##### EXTRAIT CHOISI #####

En raison de la stabilisation de la formation, cette nouvelle galette ne se détache guère de son prédécesseur au niveau sonore; Within Temptation a toutefois fait un petit pas en arrière en rallongeant ses titres pour les refaire passer au-dessus de la barre des cinq minutes, permettant ainsi un retour des passages instrumentaux, qui se font moins rares que sur The Silent Force. On peut donc facilement qualifier The Heart of Everything d’album du compromis car le groupe réussit à faire se côtoyer avec une belle harmonie des titres ambitieux et des titres plus accrocheurs, pour le plus grand plaisir de toutes les franges de son public.
Sans être l’oeuvre la plus aboutie des Néerlandais, The Heart of Everything s’avère sans l’ombre d’un doute sa plus consensuelle. La production, très soignée, met en valeur autant le côté rock que le côté symphonique du groupe et la puissance de la musique est bien renforcée par la présence de l’Orchestre philarmonique de Prague. L’auditeur se laisse donc transporter avec enchantement par des titres ambitieux comme Our Solemn Hour, Final Destination et surtout The Truth Beneath the Rose, autant que par des pièces plus musclées comme The Howling – qui a l’honneur d’être mise en vedette dans le jeu vidéo The Chronicles of Spellborn – la pièce-titre ou The Cross, ce beau mélange des genres venant nous rappeler que Within Temptation détient cette formule qui allie simplicité et complexité.
The Heart of Everything connaît une belle vie sur les palmarès grâce à des top ten dans huit pays (trois disques d’or et un disque platine) et une première entrée, fort modeste, dans les palmarès anglo-saxons (#38 en Angleterre et #106 sur le Billboard 200). Notons également la performance états-unienne honnête de la superbe What Have You Done, duo à la fois énergique et émouvant qui mélange les belles voix de Sharon den Adel et du chanteur de Life of Agony, Keith Caputo. Ce titre, qui rappelle fortement Evanescence, atteindra le #33 du palmarès U.S. Mainstream Rock Songs, un petit succès pas très surprenant considérant sa sonorité très américaine. On sent donc que la renommée est à la portée du groupe, la tournée de promotion de ce quatrième album connaissant un large succès et culminant avec un spectacle à guichets fermés au Ahoy de Rotterdam avec le Dutch Metropole Orchestra devant plus de 14000 spectateurs. Ce spectacle, publié en CD et DVD sous le nom de Black Symphony, est un achat incontournable pour quiconque veut découvrir Within Temptation: le répertoire joué offre une belle rétrospective de leur carrière, l’aspect visuel y est spectaculaire et surtout, la présence de l’orchestre et d’une chorale porte la musique à un autre niveau.

##### ENREGISTREMENTS EXTRAITS #####

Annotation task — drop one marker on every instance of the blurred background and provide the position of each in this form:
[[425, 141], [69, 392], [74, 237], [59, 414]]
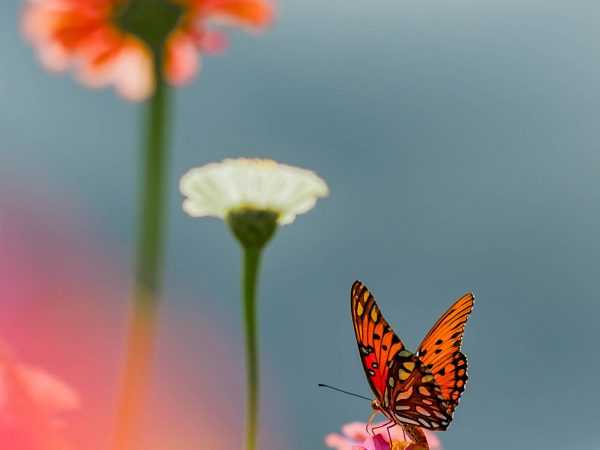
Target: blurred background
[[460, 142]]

#####
##### ENREGISTREMENTS EXTRAITS #####

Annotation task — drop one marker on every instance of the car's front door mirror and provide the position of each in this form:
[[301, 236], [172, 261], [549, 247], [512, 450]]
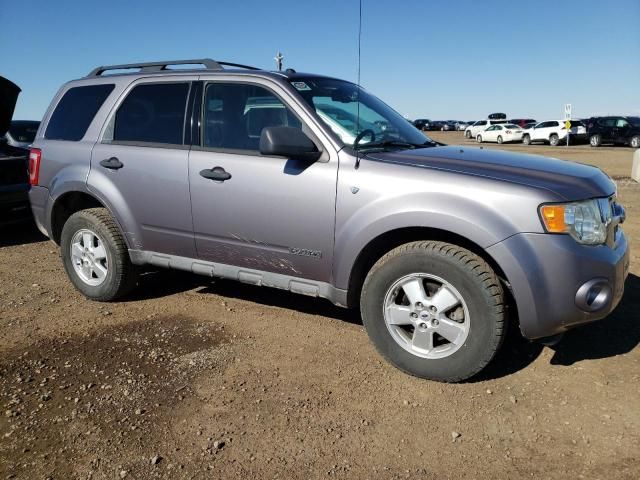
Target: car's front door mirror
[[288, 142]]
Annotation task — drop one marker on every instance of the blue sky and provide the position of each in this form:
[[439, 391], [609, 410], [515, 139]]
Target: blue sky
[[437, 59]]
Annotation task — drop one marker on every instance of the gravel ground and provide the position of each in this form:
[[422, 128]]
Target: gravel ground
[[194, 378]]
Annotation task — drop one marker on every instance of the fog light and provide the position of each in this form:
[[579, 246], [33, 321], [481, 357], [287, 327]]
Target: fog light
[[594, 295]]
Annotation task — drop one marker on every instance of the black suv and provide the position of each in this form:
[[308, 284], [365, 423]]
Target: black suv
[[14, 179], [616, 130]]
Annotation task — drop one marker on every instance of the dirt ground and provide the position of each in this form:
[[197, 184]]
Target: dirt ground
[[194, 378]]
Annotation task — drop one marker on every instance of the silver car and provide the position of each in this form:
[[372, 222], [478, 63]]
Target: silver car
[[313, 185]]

#####
##### ENREGISTREMENTS EXTRAITS #####

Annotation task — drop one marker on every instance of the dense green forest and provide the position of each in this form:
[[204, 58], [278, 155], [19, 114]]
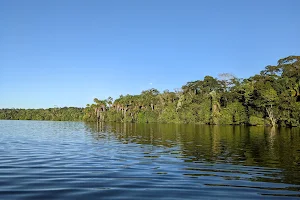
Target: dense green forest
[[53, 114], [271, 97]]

#####

**CONSIGNE:**
Recopiez fidèlement le passage de la critique de l'album The Heart of Everything qui va de « Sans être l’oeuvre » à « simplicité et complexité. ».

**RÉPONSE:**
Sans être l’oeuvre la plus aboutie des Néerlandais, The Heart of Everything s’avère sans l’ombre d’un doute sa plus consensuelle. La production, très soignée, met en valeur autant le côté rock que le côté symphonique du groupe et la puissance de la musique est bien renforcée par la présence de l’Orchestre philarmonique de Prague. L’auditeur se laisse donc transporter avec enchantement par des titres ambitieux comme Our Solemn Hour, Final Destination et surtout The Truth Beneath the Rose, autant que par des pièces plus musclées comme The Howling – qui a l’honneur d’être mise en vedette dans le jeu vidéo The Chronicles of Spellborn – la pièce-titre ou The Cross, ce beau mélange des genres venant nous rappeler que Within Temptation détient cette formule qui allie simplicité et complexité.